* BEGIN SELECTED EXCERPT *
ZEIT ONLINE: One of Russia’s foreign policy goals is dividing and weakening the EU. Could it be that in the case of Brexit, you were directly or indirectly used for this Russian goal?

Farage: It is obvious that the EU wants to expand to the east and threatens Russia. That’s completely mad.

ZEIT ONLINE: What you say isn’t true. It wasn’t the EU that triggered the revolution in Ukraine, but the Ukrainians who wanted better relations with the EU.

Farage: I want the EU to be destroyed and it doesn’t matter if God or the Dalai Lama wants it as well. The EU is an anti-democratic, failing structure. You know, you are the first person who has asked me if Russia supported me. Maybe you have a special German mindset. No other journalist in the world has asked these questions.

ZEIT ONLINE: I just want to understand your role.

Farage: We have no links to Russia.

ZEIT ONLINE: You didn’t meet with the Russian Embassy’s deputy chief-of-mission in London?

Farage: Nope.

ZEIT ONLINE: Not in 2013, before the Brexit campaign was conceived?

Farage: Ah, hang on. He came to the EP office. Or I met with him in London. So what?

ZEIT ONLINE: Why did you meet with him?

Farage: I think you are a nutcase! You are really a nutcase! Brexit is the best thing to happen: for Russia, for America, for Germany and for democracy. And that’s the key point.

Farage’s press spokesman again interrupts the interview. He says that the interview should focus more on trade relations between Germany and the UK. Farage nods.

The whole thing is a scream. Compared to Spencer, who really is a sinister and dangerous man, Farage is almost as clownish as Trump.
* END SELECTED EXCERPT *
(WHAT IS ASKED) In the interview excerpt, what does Farage's press spokesman say the interview should focus on more?
* BEGIN MATERIAL PROVIDED *
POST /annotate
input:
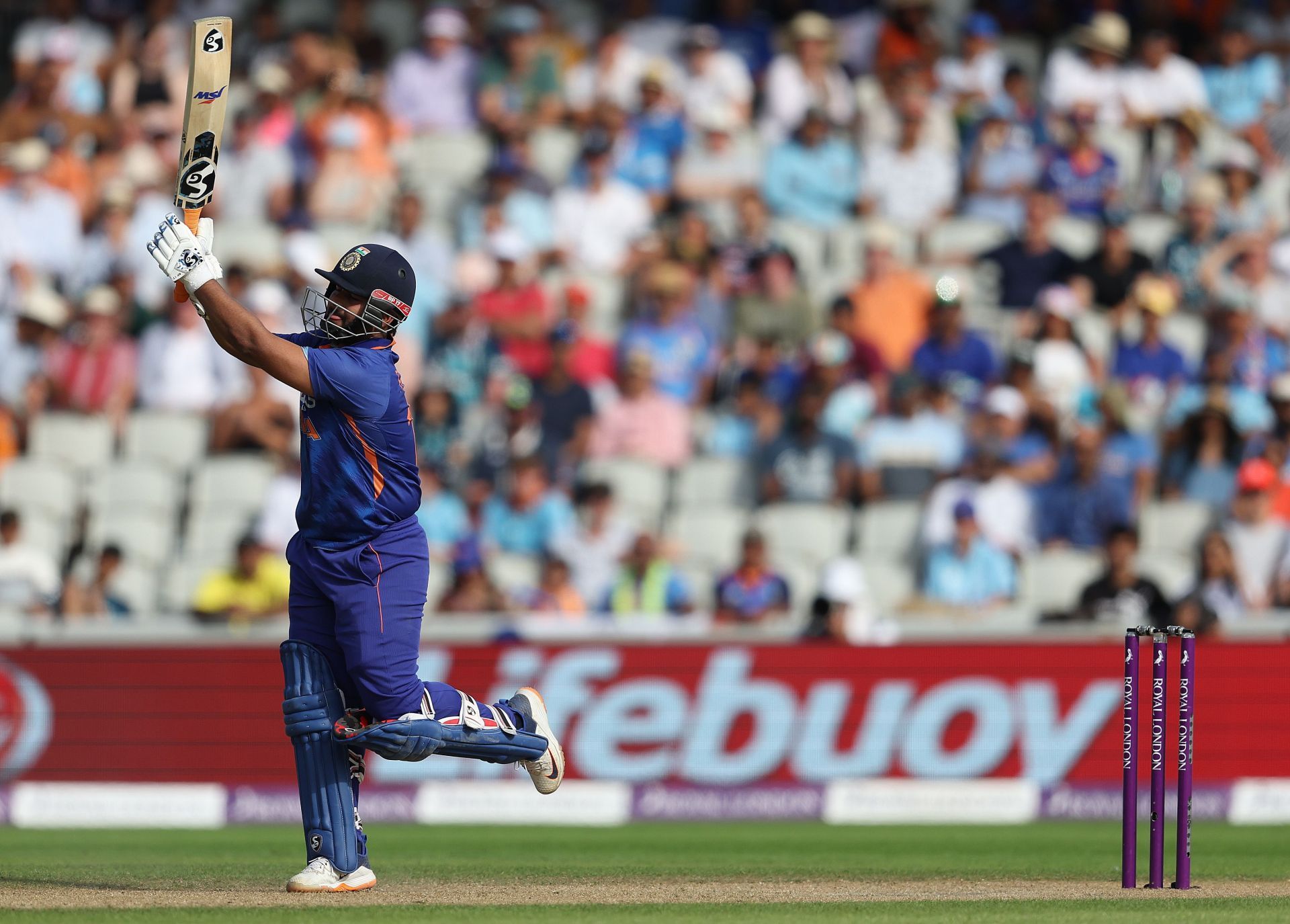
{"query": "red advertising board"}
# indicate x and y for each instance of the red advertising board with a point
* END MATERIAL PROVIDED *
(SOLUTION TO THIS EXERCISE) Trade relations between Germany and the UK.